Start of PAGE TEXT
The effects of antipsychotic medication on cognition have largely been gleaned from studies of patients with schizophrenia. In that patient population, early optimism that second generation antipsychotic medications improved cognition (9, 10) was not confirmed by studies with designs that included randomized double-blind treatment conditions, acceptable dosing strategies (11), and consideration of practice effects (12).
The impact of these medications on cognition in Alzheimer’s disease is less certain. Clinical trials generally did not assess cognition beyond the use of the Mini-mental State Examination (8, 13).In the only two trials that report results there was an overall worsening on the Mini-mental State Examination with atypical antipsychotics compared to placebo of about 0.73 points over the 10 to 12 week lengths of the trials (8), and a worsening of about 4 points on the Alzheimer’s Disease Assessment Scale with olanzapine over 26 weeks in a trial of patients without behavioral problems (14).
End of PAGE TEXT
Start of SOURCE INFORMATION
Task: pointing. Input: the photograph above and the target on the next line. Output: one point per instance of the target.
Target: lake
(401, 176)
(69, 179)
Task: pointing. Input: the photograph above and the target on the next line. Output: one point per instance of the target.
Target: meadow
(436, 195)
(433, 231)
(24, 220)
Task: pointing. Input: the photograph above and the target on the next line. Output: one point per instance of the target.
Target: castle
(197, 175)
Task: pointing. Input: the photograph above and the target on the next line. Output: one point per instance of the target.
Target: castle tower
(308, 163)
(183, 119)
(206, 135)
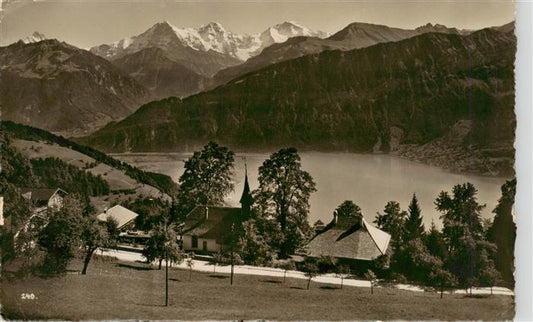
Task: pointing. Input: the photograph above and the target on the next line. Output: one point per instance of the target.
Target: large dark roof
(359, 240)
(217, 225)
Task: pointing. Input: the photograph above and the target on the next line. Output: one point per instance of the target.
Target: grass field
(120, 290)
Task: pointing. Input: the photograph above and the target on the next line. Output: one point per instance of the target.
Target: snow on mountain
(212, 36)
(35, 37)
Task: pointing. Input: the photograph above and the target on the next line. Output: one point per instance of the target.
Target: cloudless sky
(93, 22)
End of SOURCE INFORMATION
- **EXERCISE PROMPT**
In the page text on antipsychotic medication and cognition, why does the early optimism about second generation antipsychotics improving cognition in schizophrenia not hold up? Answer in one to three sentences.

- **EXERCISE RESPONSE**
Studies did not confirm that optimism when their designs included randomized double-blind treatment conditions, acceptable dosing strategies, and consideration of practice effects.